Page extract:
St Mary's Catholic Primary School, established 1887, is a private Catholic school and has been on its current site on Swanson Street since 1912.

In addition, Erskineville is serviced by several public secondary schools. The suburb itself is within the catchment-area of the Newtown High School of the Performing Arts, while Alexandria Park Community School (K–12), Marrickville High School and Tempe High School are the closest comprehensives.

Heritage

Heritage Conservation Areas
Erskineville is covered by HCAs in approximately 75% of its area. These include:
Burren Estate Heritage Conservation Area, covering the northern triangle of the suburb bounded with Newtown, including the Town Hall.
Toogood and White's Estate Heritage Conservation Area, located south of Erskineville Road to Victoria Street.
Former Macdonaldtown Heritage Conservation Area, covers the suburb from Munni Street south the Bray Street west of the rail line.
Pleasant Avenue Heritage Conservation Area, located south of the Former Macdonaldtown HCA between Rochford Street and Smiths Lane down to Macdonald Street.

What you will do:
1 - Copy out the Erskineville passage word for word, in full.
2 - Turn the records into a numbered list, starting at the line that contains "Tag the stainless steel refrigerator" and running through the last line of the records, with blank lines omitted.

Records supplied:
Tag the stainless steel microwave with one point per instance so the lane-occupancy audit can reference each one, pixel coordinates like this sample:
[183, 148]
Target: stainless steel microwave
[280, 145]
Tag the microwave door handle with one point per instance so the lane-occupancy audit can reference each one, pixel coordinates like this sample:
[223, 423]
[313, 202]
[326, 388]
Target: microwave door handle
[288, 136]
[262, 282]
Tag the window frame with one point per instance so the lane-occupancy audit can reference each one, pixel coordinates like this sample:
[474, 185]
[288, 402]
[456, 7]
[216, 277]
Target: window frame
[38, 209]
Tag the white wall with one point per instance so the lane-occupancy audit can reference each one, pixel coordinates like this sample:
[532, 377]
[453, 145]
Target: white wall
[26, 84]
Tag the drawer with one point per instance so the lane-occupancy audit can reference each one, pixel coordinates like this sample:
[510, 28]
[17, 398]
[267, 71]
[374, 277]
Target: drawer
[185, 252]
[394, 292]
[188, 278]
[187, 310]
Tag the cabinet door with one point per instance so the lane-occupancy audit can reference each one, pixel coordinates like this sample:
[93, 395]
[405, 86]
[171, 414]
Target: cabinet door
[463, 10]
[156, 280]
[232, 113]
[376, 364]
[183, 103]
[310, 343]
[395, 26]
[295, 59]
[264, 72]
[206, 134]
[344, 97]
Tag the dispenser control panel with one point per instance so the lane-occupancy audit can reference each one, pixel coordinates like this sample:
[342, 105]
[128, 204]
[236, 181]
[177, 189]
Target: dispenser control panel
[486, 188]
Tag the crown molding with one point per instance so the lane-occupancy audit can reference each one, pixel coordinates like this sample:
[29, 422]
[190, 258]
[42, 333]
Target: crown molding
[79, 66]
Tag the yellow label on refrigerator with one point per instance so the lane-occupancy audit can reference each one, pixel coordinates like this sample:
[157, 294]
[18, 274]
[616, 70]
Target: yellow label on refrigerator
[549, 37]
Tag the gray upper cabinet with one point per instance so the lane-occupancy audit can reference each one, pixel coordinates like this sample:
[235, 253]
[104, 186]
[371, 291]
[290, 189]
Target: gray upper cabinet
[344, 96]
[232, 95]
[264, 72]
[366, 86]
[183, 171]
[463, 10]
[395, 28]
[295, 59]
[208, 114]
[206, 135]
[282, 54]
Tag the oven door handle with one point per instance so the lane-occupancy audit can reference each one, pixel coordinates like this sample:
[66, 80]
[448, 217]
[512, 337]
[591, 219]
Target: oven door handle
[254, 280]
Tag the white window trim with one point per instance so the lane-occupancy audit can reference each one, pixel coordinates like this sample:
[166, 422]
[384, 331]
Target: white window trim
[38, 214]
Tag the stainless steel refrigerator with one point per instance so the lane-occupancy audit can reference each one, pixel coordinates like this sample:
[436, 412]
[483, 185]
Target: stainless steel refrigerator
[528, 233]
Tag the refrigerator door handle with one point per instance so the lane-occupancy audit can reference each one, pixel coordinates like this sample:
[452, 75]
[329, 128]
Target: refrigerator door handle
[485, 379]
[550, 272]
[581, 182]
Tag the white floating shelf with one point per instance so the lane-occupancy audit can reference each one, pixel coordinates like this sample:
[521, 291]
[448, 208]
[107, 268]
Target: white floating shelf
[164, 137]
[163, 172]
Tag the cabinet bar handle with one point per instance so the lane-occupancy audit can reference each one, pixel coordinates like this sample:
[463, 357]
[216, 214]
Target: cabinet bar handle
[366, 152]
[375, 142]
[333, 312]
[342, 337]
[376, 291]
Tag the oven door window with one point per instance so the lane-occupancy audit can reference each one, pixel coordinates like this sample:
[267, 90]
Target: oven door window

Answers to each task:
1 -
St Mary's Catholic Primary School, established 1887, is a private Catholic school and has been on its current site on Swanson Street since 1912.

In addition, Erskineville is serviced by several public secondary schools. The suburb itself is within the catchment-area of the Newtown High School of the Performing Arts, while Alexandria Park Community School (K–12), Marrickville High School and Tempe High School are the closest comprehensives.

Heritage

Heritage Conservation Areas
Erskineville is covered by HCAs in approximately 75% of its area. These include:
Burren Estate Heritage Conservation Area, covering the northern triangle of the suburb bounded with Newtown, including the Town Hall.
Toogood and White's Estate Heritage Conservation Area, located south of Erskineville Road to Victoria Street.
Former Macdonaldtown Heritage Conservation Area, covers the suburb from Munni Street south the Bray Street west of the rail line.
Pleasant Avenue Heritage Conservation Area, located south of the Former Macdonaldtown HCA between Rochford Street and Smiths Lane down to Macdonald Street.

2 -
1. Tag the stainless steel refrigerator with one point per instance so the lane-occupancy audit can reference each one, pixel coordinates like this sample:
2. [436, 412]
3. [483, 185]
4. Target: stainless steel refrigerator
5. [528, 233]
6. Tag the refrigerator door handle with one point per instance so the lane-occupancy audit can reference each one, pixel coordinates like this sample:
7. [452, 75]
8. [329, 128]
9. Target: refrigerator door handle
10. [485, 379]
11. [550, 272]
12. [581, 182]
13. Tag the white floating shelf with one point per instance so the lane-occupancy audit can reference each one, pixel coordinates like this sample:
14. [521, 291]
15. [448, 208]
16. [107, 268]
17. Target: white floating shelf
18. [164, 137]
19. [163, 172]
20. Tag the cabinet bar handle with one point per instance so the lane-occupancy audit can reference each one, pixel coordinates like this sample:
21. [463, 357]
22. [216, 214]
23. Target: cabinet bar handle
24. [366, 152]
25. [375, 142]
26. [333, 312]
27. [342, 337]
28. [376, 291]
29. Tag the oven door window with one point per instance so the lane-occupancy audit can reference each one, pixel coordinates like this sample:
30. [267, 90]
31. Target: oven door window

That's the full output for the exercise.